◆ What to produce ◆
Rewrite the rows below as a numbered list, omitting blank lines and leaving the pictures out.

━━━━

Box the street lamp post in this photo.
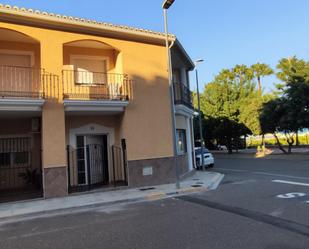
[162,0,180,189]
[195,59,205,170]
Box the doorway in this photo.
[76,135,109,187]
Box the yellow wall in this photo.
[0,22,173,167]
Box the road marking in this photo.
[252,171,309,180]
[216,168,309,180]
[277,192,306,199]
[272,180,309,187]
[216,168,250,172]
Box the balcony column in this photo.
[41,40,68,198]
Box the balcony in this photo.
[62,70,132,113]
[0,65,44,111]
[173,82,193,109]
[173,82,194,117]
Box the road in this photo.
[0,159,309,249]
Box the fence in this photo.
[62,70,132,101]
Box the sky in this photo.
[0,0,309,91]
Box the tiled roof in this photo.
[0,3,175,39]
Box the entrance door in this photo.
[77,135,108,186]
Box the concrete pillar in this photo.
[186,117,193,171]
[41,40,68,198]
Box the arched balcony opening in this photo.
[0,28,44,202]
[63,40,131,101]
[0,28,44,99]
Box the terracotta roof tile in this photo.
[0,3,175,38]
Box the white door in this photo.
[86,135,104,184]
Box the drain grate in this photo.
[139,187,156,191]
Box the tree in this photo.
[277,56,309,145]
[195,65,257,152]
[251,63,274,96]
[260,74,309,154]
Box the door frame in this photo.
[75,134,109,186]
[69,123,115,187]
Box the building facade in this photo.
[0,5,194,201]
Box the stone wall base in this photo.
[43,166,68,198]
[128,155,189,187]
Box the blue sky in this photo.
[0,0,309,89]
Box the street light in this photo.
[195,59,205,170]
[162,0,175,10]
[162,0,180,189]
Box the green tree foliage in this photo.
[260,57,309,153]
[195,65,259,151]
[251,63,274,96]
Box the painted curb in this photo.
[0,173,224,223]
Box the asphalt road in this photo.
[0,159,309,249]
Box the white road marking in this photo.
[277,192,306,199]
[252,171,309,180]
[216,168,250,172]
[272,180,309,187]
[216,168,309,180]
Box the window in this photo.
[177,129,187,155]
[73,57,108,85]
[0,137,31,168]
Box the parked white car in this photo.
[194,147,215,169]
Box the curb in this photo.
[0,173,224,224]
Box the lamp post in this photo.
[195,59,205,170]
[162,0,180,189]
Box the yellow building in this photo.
[0,4,194,201]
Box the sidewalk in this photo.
[0,171,224,219]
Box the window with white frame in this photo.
[176,129,187,155]
[72,56,108,85]
[0,137,31,168]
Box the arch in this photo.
[63,39,120,52]
[0,27,40,44]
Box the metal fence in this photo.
[0,66,61,99]
[0,66,44,98]
[0,137,42,202]
[67,144,127,193]
[62,70,132,101]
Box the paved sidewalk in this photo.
[0,171,224,219]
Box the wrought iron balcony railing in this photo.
[0,65,44,99]
[62,70,132,101]
[173,82,193,109]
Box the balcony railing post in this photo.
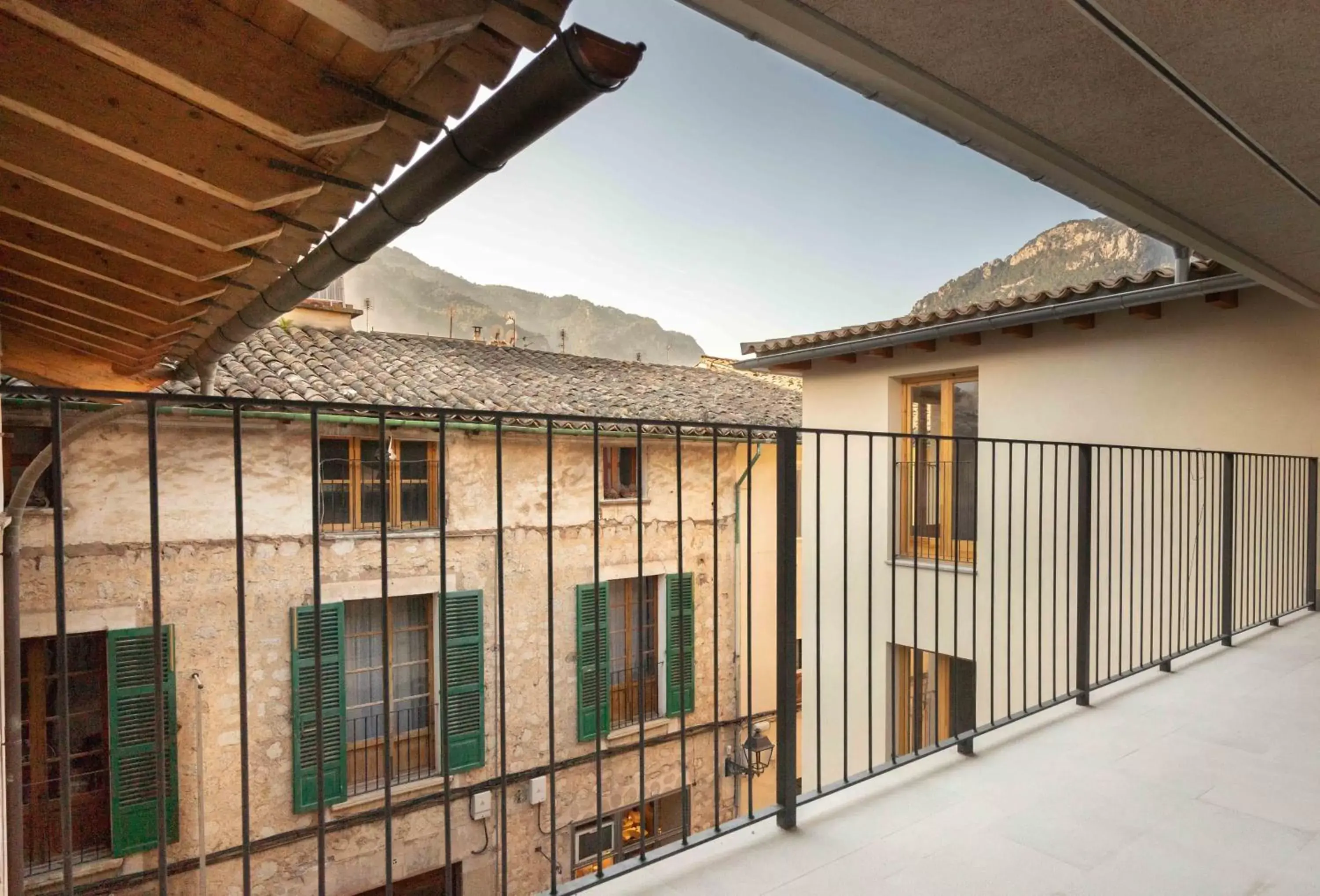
[1304,458,1320,612]
[1220,454,1237,646]
[775,428,797,830]
[1074,445,1094,706]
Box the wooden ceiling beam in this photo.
[0,169,252,281]
[0,16,322,211]
[482,0,564,53]
[288,0,490,53]
[0,297,173,356]
[0,214,224,305]
[0,108,281,252]
[0,0,385,149]
[0,305,150,364]
[0,270,209,332]
[0,286,193,339]
[0,322,162,392]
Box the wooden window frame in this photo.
[601,444,647,501]
[899,371,979,563]
[321,436,440,532]
[343,595,440,793]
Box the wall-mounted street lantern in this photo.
[725,726,775,777]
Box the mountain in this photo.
[912,218,1173,314]
[345,247,704,366]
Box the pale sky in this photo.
[385,0,1096,356]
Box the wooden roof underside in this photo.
[0,0,570,388]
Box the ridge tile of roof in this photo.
[162,326,801,426]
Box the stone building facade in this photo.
[4,322,796,896]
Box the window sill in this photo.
[884,557,977,575]
[327,775,445,815]
[321,526,440,541]
[22,856,124,893]
[605,716,678,740]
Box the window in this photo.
[4,426,53,507]
[321,437,438,532]
[290,591,486,812]
[899,374,978,562]
[18,625,178,875]
[610,575,660,728]
[892,644,975,756]
[343,595,436,794]
[601,445,642,501]
[577,573,697,740]
[18,632,110,875]
[573,790,688,878]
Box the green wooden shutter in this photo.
[664,573,696,715]
[441,591,486,773]
[577,582,610,740]
[106,625,178,856]
[289,603,348,812]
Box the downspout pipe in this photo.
[734,273,1255,371]
[4,403,143,893]
[186,25,645,395]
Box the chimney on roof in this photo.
[282,297,362,333]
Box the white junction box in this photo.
[527,775,545,806]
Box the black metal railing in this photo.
[347,703,440,797]
[3,388,1317,896]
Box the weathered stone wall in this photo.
[13,417,755,896]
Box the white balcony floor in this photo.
[597,612,1320,896]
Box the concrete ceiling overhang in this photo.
[681,0,1320,306]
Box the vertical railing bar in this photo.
[310,405,326,896]
[929,430,944,745]
[884,436,903,764]
[1073,445,1098,706]
[1027,445,1045,707]
[710,426,738,831]
[840,433,851,784]
[495,417,507,896]
[591,420,605,879]
[234,405,252,896]
[634,424,644,862]
[866,433,875,773]
[376,409,395,896]
[1056,446,1073,697]
[49,395,74,896]
[990,442,999,722]
[676,426,686,846]
[775,428,797,830]
[1303,458,1320,612]
[1022,445,1040,712]
[808,430,824,792]
[1049,442,1060,701]
[146,396,173,893]
[1003,442,1027,716]
[436,411,454,893]
[1220,454,1237,646]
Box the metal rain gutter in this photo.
[734,273,1255,371]
[185,25,645,395]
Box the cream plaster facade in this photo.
[800,288,1320,790]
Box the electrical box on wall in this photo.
[527,775,545,806]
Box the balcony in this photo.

━━━━

◆ Response to this task ◆
1. Box the street lamp post in this photo.
2. [162,0,180,189]
3. [195,59,205,170]
4. Box the doorway in this photo.
5. [76,135,109,187]
6. Box the yellow wall in this photo.
7. [0,22,173,167]
8. Box the road marking in this photo.
9. [252,171,309,180]
10. [216,168,309,180]
11. [277,192,306,199]
12. [272,180,309,187]
13. [216,168,250,172]
14. Box the balcony column in this photo.
15. [41,40,68,198]
16. Box the balcony in this photo.
17. [62,70,132,113]
18. [0,65,44,111]
19. [173,82,193,109]
20. [173,82,194,117]
21. Box the road in this photo.
22. [0,159,309,249]
23. Box the fence in this photo.
24. [62,70,132,101]
25. Box the sky in this photo.
26. [0,0,309,91]
27. Box the tiled roof in this photo.
28. [0,3,175,39]
29. Box the entrance door in this photo.
30. [77,135,108,186]
31. Box the concrete pillar in this photo.
32. [186,117,193,171]
33. [41,40,68,198]
34. Box the arched balcony opening in this photo.
35. [0,28,44,202]
36. [63,40,131,101]
37. [0,28,44,99]
38. Box the terracotta roof tile in this photo.
39. [0,3,175,38]
40. Box the white door in this photo.
41. [86,135,104,184]
42. Box the drain grate in this photo.
43. [139,187,156,191]
44. Box the tree in this photo.
45. [277,56,309,145]
46. [195,65,257,152]
47. [251,63,274,96]
48. [260,74,309,154]
49. Box the door frame in this photo.
50. [75,134,109,186]
51. [69,123,115,187]
52. Box the building facade in this photo.
53. [0,5,194,201]
54. Box the stone wall base in this photo.
55. [43,166,68,198]
56. [128,155,189,187]
57. Box the blue sky in this photo.
58. [0,0,309,89]
59. Box the street light in this photo.
60. [195,59,205,170]
61. [162,0,175,10]
62. [162,0,180,189]
63. Box the green tree foliage in this photo.
64. [260,57,309,153]
65. [195,65,259,151]
66. [251,63,274,96]
67. Box the painted curb in this photo.
68. [0,173,224,223]
69. Box the asphalt road in this photo.
70. [0,159,309,249]
71. Box the white road marking in this photo.
72. [277,192,306,199]
73. [252,171,309,180]
74. [216,168,250,172]
75. [272,180,309,187]
76. [216,168,309,180]
77. Box the window in this photo.
78. [177,129,187,155]
79. [73,57,108,85]
80. [0,137,31,168]
81. Box the parked white car in this photo.
82. [194,147,215,169]
83. Box the curb in this photo.
84. [0,173,224,224]
85. Box the lamp post in this photo.
86. [195,59,205,170]
87. [162,0,180,189]
88. Box the yellow building in this photo.
89. [0,4,194,201]
90. Box the sidewalk in this photo.
91. [0,171,224,219]
92. Box the window with white frame in this photo.
93. [176,129,187,155]
94. [72,56,108,85]
95. [0,137,31,168]
96. Box the arch in this photo.
97. [63,39,120,52]
98. [0,27,40,44]
99. Box the metal fence in this photo.
100. [0,66,61,99]
101. [0,66,44,98]
102. [0,137,42,202]
103. [67,144,127,193]
104. [62,70,132,101]
105. Box the paved sidewalk in this photo.
106. [0,171,224,219]
107. Box the wrought iron balcony railing in this photo.
108. [0,65,44,99]
109. [62,70,132,101]
110. [173,82,193,109]
111. Box the balcony railing post in this photo.
112. [1304,458,1320,612]
113. [1220,454,1237,646]
114. [775,428,797,830]
115. [1074,445,1094,706]
116. Box the wooden ceiling beam in this photo.
117. [0,169,252,281]
118. [0,16,322,211]
119. [482,0,564,53]
120. [288,0,490,53]
121. [0,297,173,356]
122. [0,214,224,305]
123. [0,108,281,252]
124. [0,0,385,149]
125. [0,305,150,364]
126. [0,270,209,332]
127. [0,286,193,339]
128. [0,322,162,392]
129. Box the wooden window frame in this photo.
130. [601,444,647,501]
131. [899,371,979,563]
132. [321,436,440,532]
133. [343,595,440,793]
134. Box the wall-mounted street lantern in this photo.
135. [725,726,775,777]
136. Box the mountain in this photo.
137. [912,218,1173,314]
138. [345,247,704,366]
139. Box the pale sky in this photo.
140. [385,0,1096,356]
141. Box the wooden roof underside in this photo.
142. [0,0,570,388]
143. Box the ridge tile of roof in this photo.
144. [162,326,801,426]
145. Box the stone building facade in this photo.
146. [4,322,796,896]
147. Box the window sill in this photo.
148. [884,557,977,575]
149. [327,775,445,815]
150. [321,526,440,541]
151. [22,856,124,893]
152. [605,716,678,740]
153. Box the window in this photo.
154. [4,426,53,507]
155. [321,437,438,532]
156. [290,591,486,812]
157. [899,374,978,562]
158. [18,625,178,875]
159. [610,575,660,728]
160. [892,644,975,756]
161. [343,595,436,794]
162. [601,445,642,501]
163. [577,573,697,740]
164. [18,632,110,875]
165. [573,790,688,878]
166. Box the green wooden shutter in this photo.
167. [664,573,696,715]
168. [441,591,486,773]
169. [577,582,610,740]
170. [106,625,178,856]
171. [289,603,348,812]
172. Box the downspout pipe in this photo.
173. [734,273,1255,371]
174. [4,403,143,893]
175. [186,25,645,395]
176. Box the chimney on roof in this photo.
177. [282,297,362,333]
178. Box the white junction box in this photo.
179. [527,775,545,806]
180. Box the black metal railing in this photo.
181. [347,703,440,797]
182. [3,388,1317,896]
183. Box the weathered stone wall in this photo.
184. [13,417,755,896]
185. Box the white balcony floor in this photo.
186. [597,612,1320,896]
187. Box the concrete ceiling overhang in this photo.
188. [681,0,1320,306]
189. Box the vertical railing bar in this photo.
190. [310,405,326,896]
191. [929,430,944,745]
192. [884,436,903,764]
193. [1073,445,1098,706]
194. [1027,445,1045,707]
195. [710,426,738,831]
196. [840,433,851,784]
197. [495,417,507,896]
198. [591,420,605,879]
199. [234,405,252,896]
200. [634,424,644,862]
201. [866,433,875,773]
202. [376,409,395,896]
203. [1056,446,1073,697]
204. [49,395,74,896]
205. [990,442,999,722]
206. [676,426,686,846]
207. [775,428,797,830]
208. [1303,458,1320,612]
209. [1022,445,1040,712]
210. [808,430,824,792]
211. [1049,442,1060,701]
212. [146,396,173,893]
213. [1003,442,1027,716]
214. [436,411,454,893]
215. [1220,454,1237,646]
216. Box the metal rain gutter in this photo.
217. [734,273,1255,371]
218. [185,25,645,395]
219. Box the cream plaster facade in this photo.
220. [800,288,1320,790]
221. Box the electrical box on wall in this photo.
222. [527,775,545,806]
223. Box the balcony in this photo.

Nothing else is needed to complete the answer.